> _Your task_
Rewrite the passage on effective altruism from "Intuition and empathy" up to and including "role in morality?", replacing "pond" with "river".
-- Provided passage follows --
Behind Silicon Valley’s favorite hyper-rational philosophy lies a totalitarian worldview that contradicts democracy and human dignity.

What do the now convicted crypto billionaire Sam Bankman Fried, a large part of the workforce of the chat GPT company Open AI and the initiators of the open letter calling for a six-month pause in the development of artificial intelligence (AI) have in common?

Like many Silicon Valley giants, they adhere to effective altruism: a philosophical movement that appeals to reason and ethics. It is gaining influence in the USA and is also specifically targeting young talent in Switzerland. It’s high time to take a closer look at their ideas. Because what sounds innocent or even reasonable at first glance is actually a totalitarian worldview that undermines democracy.

Intuition and empathy often contradict reason

Let’s start at the beginning. In 1972, the philosopher Peter Singer set up a thought experiment: Imagine you are walking along a pond and see a child in danger of drowning. Do you save it, or hesitate because you might ruin your clothes?

Of course, no one would doubt that the child can be saved. Singer then asks: What about all the children who die of hunger or malaria? He thinks that if we buy expensive shoes instead of donating money for them, it is as bad as letting the child drown. Because why should proximity and distance play a role in morality?
-- Provided passage concluded --
-- Entries shown follows --
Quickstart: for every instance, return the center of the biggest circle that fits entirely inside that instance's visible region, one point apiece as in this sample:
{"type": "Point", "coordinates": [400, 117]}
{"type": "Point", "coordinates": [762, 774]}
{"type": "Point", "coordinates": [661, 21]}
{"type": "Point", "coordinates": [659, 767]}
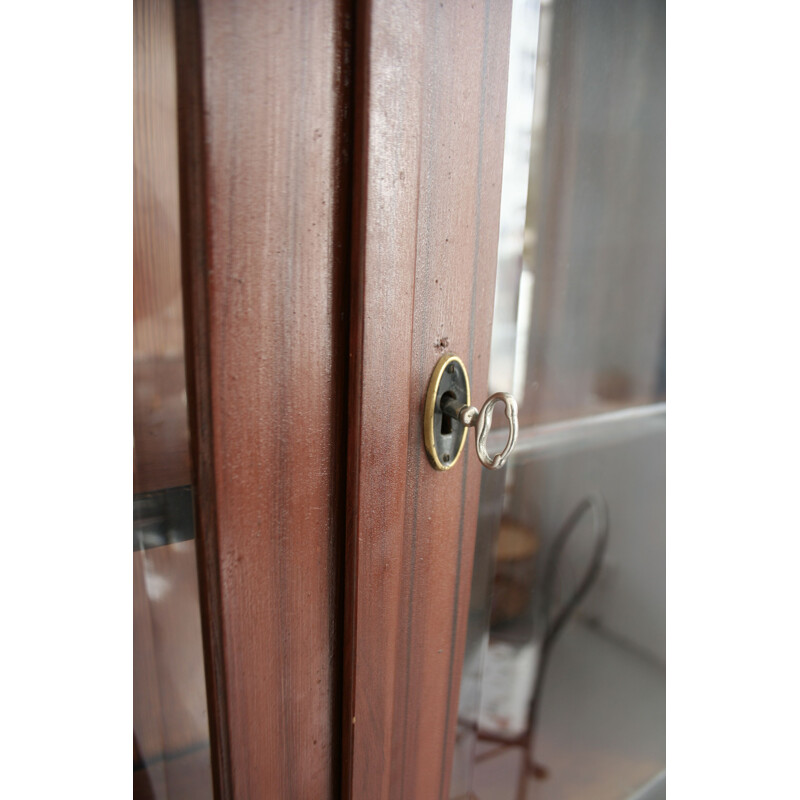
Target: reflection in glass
{"type": "Point", "coordinates": [171, 757]}
{"type": "Point", "coordinates": [563, 687]}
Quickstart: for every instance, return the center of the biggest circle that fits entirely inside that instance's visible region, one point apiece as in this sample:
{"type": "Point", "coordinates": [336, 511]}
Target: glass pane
{"type": "Point", "coordinates": [171, 758]}
{"type": "Point", "coordinates": [563, 688]}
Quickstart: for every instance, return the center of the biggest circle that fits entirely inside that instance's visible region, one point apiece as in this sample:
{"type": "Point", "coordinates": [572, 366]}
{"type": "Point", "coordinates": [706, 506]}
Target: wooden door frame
{"type": "Point", "coordinates": [263, 134]}
{"type": "Point", "coordinates": [334, 629]}
{"type": "Point", "coordinates": [431, 83]}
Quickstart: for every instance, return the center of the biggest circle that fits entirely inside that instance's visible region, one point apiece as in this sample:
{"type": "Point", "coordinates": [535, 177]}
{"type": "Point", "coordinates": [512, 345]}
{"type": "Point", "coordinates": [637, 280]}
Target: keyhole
{"type": "Point", "coordinates": [447, 421]}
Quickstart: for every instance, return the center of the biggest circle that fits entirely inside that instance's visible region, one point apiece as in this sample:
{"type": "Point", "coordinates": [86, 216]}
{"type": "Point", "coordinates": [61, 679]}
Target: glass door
{"type": "Point", "coordinates": [563, 686]}
{"type": "Point", "coordinates": [171, 756]}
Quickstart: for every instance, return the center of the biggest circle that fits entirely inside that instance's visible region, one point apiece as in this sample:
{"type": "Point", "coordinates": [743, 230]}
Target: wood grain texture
{"type": "Point", "coordinates": [264, 192]}
{"type": "Point", "coordinates": [430, 94]}
{"type": "Point", "coordinates": [160, 416]}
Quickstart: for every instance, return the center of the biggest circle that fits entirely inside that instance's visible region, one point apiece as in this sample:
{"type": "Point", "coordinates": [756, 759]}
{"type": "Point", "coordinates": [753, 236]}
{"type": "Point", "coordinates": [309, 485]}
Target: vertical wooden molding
{"type": "Point", "coordinates": [264, 142]}
{"type": "Point", "coordinates": [430, 99]}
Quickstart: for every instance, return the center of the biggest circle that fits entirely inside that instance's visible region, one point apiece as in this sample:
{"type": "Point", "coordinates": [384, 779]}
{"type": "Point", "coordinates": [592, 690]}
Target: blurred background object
{"type": "Point", "coordinates": [576, 521]}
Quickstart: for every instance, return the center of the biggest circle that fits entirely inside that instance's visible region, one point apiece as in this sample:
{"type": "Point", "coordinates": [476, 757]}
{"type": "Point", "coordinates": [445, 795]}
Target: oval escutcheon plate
{"type": "Point", "coordinates": [445, 436]}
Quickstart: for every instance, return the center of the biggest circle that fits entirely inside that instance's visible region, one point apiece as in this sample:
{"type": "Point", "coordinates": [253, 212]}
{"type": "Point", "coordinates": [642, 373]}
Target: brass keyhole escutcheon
{"type": "Point", "coordinates": [448, 414]}
{"type": "Point", "coordinates": [445, 436]}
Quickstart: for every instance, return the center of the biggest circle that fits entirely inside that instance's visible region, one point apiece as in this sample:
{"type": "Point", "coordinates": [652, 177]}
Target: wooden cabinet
{"type": "Point", "coordinates": [340, 174]}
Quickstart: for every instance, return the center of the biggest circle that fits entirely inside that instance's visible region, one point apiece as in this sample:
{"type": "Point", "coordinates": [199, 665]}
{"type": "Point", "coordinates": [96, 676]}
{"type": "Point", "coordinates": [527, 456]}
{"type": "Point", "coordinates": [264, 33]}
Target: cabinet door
{"type": "Point", "coordinates": [430, 117]}
{"type": "Point", "coordinates": [504, 632]}
{"type": "Point", "coordinates": [257, 110]}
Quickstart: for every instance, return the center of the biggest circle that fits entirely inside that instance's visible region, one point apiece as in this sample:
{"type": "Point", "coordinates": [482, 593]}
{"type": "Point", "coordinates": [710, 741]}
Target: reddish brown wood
{"type": "Point", "coordinates": [429, 138]}
{"type": "Point", "coordinates": [263, 132]}
{"type": "Point", "coordinates": [160, 418]}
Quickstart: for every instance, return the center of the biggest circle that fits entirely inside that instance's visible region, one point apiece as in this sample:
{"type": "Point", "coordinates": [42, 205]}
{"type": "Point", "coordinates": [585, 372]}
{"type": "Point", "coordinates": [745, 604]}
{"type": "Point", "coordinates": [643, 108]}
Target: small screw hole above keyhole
{"type": "Point", "coordinates": [447, 421]}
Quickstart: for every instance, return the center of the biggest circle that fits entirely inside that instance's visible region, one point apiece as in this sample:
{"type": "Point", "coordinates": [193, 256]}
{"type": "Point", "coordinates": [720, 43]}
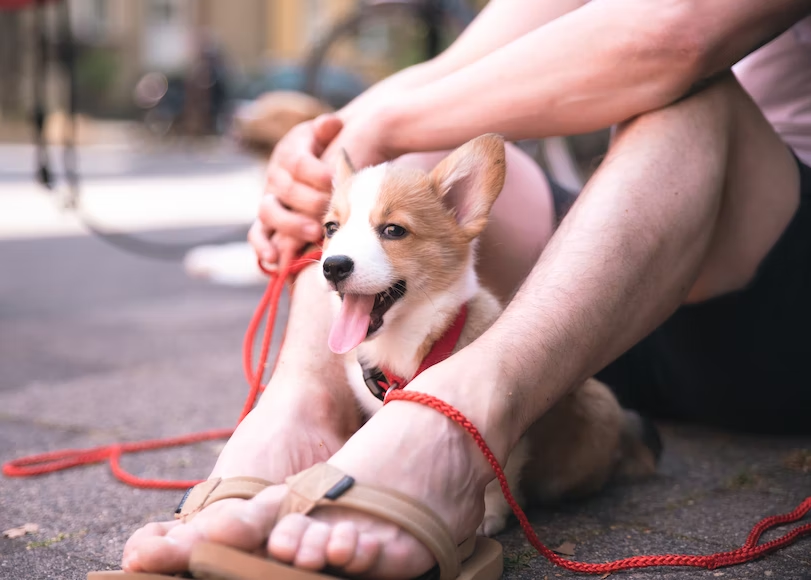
-- Entries shown concluded --
> _Solution for this task_
Intuition and empathy often contradict reason

Let’s start at the beginning. In 1972, the philosopher Peter Singer set up a thought experiment: Imagine you are walking along a river and see a child in danger of drowning. Do you save it, or hesitate because you might ruin your clothes?

Of course, no one would doubt that the child can be saved. Singer then asks: What about all the children who die of hunger or malaria? He thinks that if we buy expensive shoes instead of donating money for them, it is as bad as letting the child drown. Because why should proximity and distance play a role in morality?